- [Tarea asignada] Transcribe el listado siguiente completo, línea por línea, sin alterar nada.

- [Información extraída]
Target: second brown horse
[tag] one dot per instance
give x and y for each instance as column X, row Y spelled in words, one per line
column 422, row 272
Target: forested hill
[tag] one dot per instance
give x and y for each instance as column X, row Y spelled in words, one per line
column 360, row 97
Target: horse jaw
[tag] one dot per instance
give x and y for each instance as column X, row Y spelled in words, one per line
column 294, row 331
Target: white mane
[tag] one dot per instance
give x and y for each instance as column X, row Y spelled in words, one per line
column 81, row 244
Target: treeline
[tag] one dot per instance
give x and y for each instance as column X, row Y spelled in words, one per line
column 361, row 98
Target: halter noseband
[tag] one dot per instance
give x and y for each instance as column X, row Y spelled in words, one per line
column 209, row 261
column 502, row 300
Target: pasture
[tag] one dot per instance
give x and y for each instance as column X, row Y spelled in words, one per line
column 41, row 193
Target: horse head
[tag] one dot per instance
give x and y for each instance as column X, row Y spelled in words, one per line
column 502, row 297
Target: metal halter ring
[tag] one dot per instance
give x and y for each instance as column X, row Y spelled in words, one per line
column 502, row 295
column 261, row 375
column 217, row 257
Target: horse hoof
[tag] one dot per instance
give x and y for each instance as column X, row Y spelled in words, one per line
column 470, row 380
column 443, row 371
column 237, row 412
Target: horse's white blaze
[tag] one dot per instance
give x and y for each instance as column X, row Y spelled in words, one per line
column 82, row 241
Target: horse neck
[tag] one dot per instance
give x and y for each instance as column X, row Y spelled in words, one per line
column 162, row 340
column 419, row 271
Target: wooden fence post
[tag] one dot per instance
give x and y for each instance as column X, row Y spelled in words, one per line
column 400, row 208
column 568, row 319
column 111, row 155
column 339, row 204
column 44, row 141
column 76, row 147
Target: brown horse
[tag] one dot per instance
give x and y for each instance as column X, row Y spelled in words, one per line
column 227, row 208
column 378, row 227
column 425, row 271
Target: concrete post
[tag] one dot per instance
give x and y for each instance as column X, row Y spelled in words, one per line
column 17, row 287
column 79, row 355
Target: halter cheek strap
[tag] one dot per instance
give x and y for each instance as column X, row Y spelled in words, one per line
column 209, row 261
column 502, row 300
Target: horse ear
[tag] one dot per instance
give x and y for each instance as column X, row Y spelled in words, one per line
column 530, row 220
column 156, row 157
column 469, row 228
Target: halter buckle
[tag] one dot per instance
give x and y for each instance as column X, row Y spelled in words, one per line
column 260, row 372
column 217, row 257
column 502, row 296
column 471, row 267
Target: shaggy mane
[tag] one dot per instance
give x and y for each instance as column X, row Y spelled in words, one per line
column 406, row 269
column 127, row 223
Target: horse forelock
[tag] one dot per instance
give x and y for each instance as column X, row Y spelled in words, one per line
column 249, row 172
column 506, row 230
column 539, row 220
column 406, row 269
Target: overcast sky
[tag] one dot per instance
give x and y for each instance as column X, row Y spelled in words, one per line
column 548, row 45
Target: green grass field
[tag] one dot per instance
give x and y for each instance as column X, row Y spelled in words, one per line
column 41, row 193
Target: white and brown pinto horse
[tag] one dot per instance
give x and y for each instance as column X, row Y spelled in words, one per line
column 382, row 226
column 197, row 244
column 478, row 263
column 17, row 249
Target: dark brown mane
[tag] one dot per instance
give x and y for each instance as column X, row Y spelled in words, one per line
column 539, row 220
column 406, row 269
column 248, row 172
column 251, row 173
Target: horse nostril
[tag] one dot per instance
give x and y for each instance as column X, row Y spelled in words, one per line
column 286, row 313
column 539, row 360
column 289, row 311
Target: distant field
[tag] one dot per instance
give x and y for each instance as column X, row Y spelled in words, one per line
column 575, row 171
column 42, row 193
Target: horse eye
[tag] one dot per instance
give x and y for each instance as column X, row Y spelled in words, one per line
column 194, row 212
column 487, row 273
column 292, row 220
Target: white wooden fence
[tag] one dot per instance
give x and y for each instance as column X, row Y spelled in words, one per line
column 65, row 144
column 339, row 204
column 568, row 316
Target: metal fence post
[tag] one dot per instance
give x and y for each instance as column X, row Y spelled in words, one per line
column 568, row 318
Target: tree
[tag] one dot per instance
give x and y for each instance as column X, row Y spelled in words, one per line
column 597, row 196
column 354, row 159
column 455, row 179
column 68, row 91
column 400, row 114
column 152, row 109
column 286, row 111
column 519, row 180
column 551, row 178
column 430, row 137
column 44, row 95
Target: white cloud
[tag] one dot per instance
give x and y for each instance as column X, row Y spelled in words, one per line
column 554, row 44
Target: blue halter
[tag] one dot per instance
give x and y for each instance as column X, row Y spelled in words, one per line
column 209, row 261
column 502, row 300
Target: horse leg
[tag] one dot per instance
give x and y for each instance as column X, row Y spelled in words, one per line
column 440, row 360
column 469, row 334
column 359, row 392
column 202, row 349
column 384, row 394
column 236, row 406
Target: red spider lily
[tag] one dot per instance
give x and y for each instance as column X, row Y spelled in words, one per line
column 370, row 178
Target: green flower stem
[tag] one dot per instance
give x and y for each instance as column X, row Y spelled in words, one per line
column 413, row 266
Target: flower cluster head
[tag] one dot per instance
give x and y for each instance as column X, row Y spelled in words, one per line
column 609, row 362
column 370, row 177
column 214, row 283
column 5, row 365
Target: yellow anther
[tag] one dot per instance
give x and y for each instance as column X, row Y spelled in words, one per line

- [Respuesta redactada]
Target: second brown horse
[tag] one dot per instance
give x and y for each instance as column X, row Y spelled in words, one per line
column 422, row 272
Target: forested hill
[tag] one dot per instance
give x and y for each instance as column X, row Y spelled in words, one per line
column 360, row 97
Target: horse jaw
[tag] one dot per instance
give x and y for each instance as column X, row Y spelled in words, one per line
column 294, row 331
Target: white mane
[tag] one dot per instance
give x and y for each instance as column X, row Y spelled in words, one per line
column 81, row 244
Target: treeline
[tag] one dot per instance
give x and y for each instance as column X, row Y spelled in words, one per line
column 361, row 98
Target: halter noseband
[tag] one dot per instance
give x and y for each instance as column X, row Y spelled in words, one per line
column 209, row 261
column 502, row 300
Target: pasture
[tag] one dot per instance
give x and y for each instance as column X, row Y spelled in words, one per line
column 41, row 193
Target: horse head
[tag] one dot per instance
give x and y for each instance as column X, row Y spelled in words, one per line
column 502, row 297
Target: metal halter ring
[tag] one dot per instance
give x and y for each instance as column X, row Y spelled in words, one per line
column 502, row 295
column 261, row 375
column 217, row 257
Target: horse hoof
[tag] one dot per instance
give x and y for each instance as column X, row Y spelled in words, one per line
column 470, row 380
column 443, row 371
column 237, row 412
Target: horse's white blaze
[tag] one dot per instance
give x and y for each instance as column X, row Y spelled in words, one per line
column 82, row 241
Target: horse neck
[tag] one dot per instance
give x and y for each instance as column X, row Y spelled in words, one per line
column 162, row 340
column 419, row 271
Target: wooden fence post
[tag] one dot per instance
give x and y for each instance as column X, row Y spelled in words, one per line
column 400, row 208
column 568, row 319
column 111, row 155
column 339, row 204
column 44, row 141
column 76, row 147
Target: brown horse
[tag] one dot per instance
give x and y for each instance as column X, row Y spelled in words, one per line
column 227, row 208
column 378, row 227
column 425, row 271
Target: concrete post
[tag] one dot per instance
give x and y for each instance as column X, row Y spelled in words, one per line
column 17, row 287
column 79, row 355
Target: halter cheek strap
[tag] one dot per instance
give x and y for each instance as column X, row Y spelled in words, one per line
column 209, row 261
column 502, row 300
Target: horse ear
[tag] one dot per instance
give x and y for each instance as column X, row Y spelled in words, one per line
column 530, row 220
column 156, row 157
column 469, row 228
Target: halter buckle
[tag] one dot per instance
give x and y for each instance as column X, row Y spelled in words, one per line
column 260, row 372
column 217, row 257
column 502, row 296
column 471, row 267
Target: shaggy mane
[tag] one dot per instance
give x and y for each instance as column X, row Y spelled in words, one per line
column 406, row 269
column 127, row 223
Target: horse forelock
[tag] one dot per instance
give x and y for each instance as column X, row Y spelled in words, one per line
column 249, row 172
column 506, row 230
column 539, row 220
column 406, row 269
Target: overcast sky
[tag] one dot per instance
give x and y for each instance as column X, row Y spelled in words, one per line
column 548, row 45
Target: green grass field
[tag] one dot per instance
give x and y for each instance as column X, row Y spelled in words, one per line
column 41, row 193
Target: white and brown pinto horse
[tag] one dot per instance
give x and y for each instance as column X, row Y spelled in words, one per line
column 382, row 226
column 197, row 244
column 478, row 263
column 17, row 249
Target: dark brown mane
[tag] one dot per instance
give x and y for each instance as column X, row Y spelled in words, one per line
column 539, row 220
column 406, row 269
column 248, row 172
column 251, row 173
Target: horse nostril
[tag] one dot per instance
give x and y for each instance as column X, row Y spelled in words, one per line
column 286, row 313
column 539, row 360
column 289, row 311
Target: distant field
[tag] one dot per instance
give x and y for each instance as column X, row Y spelled in words, one per line
column 575, row 171
column 42, row 193
Target: horse eye
[tag] one dot per instance
give x and y for each instance as column X, row Y spelled in words, one per line
column 194, row 212
column 487, row 273
column 292, row 220
Target: white wooden fence
[tag] one dot per instance
give x and y for each instance as column X, row Y spelled in words, one per line
column 65, row 144
column 339, row 204
column 568, row 316
Target: metal fence post
[tag] one dot per instance
give x and y for each instance as column X, row Y spelled in words, one per line
column 568, row 318
Target: tree
[tag] one dot per instance
give x and y for each instance as column X, row Y spelled in words, one per line
column 597, row 196
column 354, row 159
column 455, row 179
column 68, row 91
column 400, row 114
column 152, row 109
column 286, row 111
column 519, row 180
column 551, row 178
column 430, row 137
column 44, row 95
Target: white cloud
[tag] one dot per instance
give x and y for each instance as column X, row Y spelled in words, one per line
column 554, row 44
Target: blue halter
[tag] one dot per instance
give x and y for each instance as column X, row Y spelled in words, one per line
column 209, row 261
column 502, row 300
Target: horse leg
[tag] one dot per instance
give x and y for each instance as column X, row Y spelled in words, one per line
column 440, row 360
column 469, row 334
column 359, row 392
column 202, row 349
column 384, row 394
column 236, row 406
Target: red spider lily
[tag] one dot per instance
give x and y for each instance as column X, row Y spelled in words, one per line
column 370, row 178
Target: green flower stem
[tag] one dot per instance
give x and y for each instance as column X, row Y spelled in words, one per line
column 413, row 266
Target: flower cluster head
[tag] one dot per instance
give x and y for each instance as column X, row Y spelled in words, one per line
column 609, row 362
column 370, row 177
column 214, row 283
column 5, row 365
Target: yellow anther
[tag] one dot per instance
give x and y for each instance as column X, row Y spelled in words, one per line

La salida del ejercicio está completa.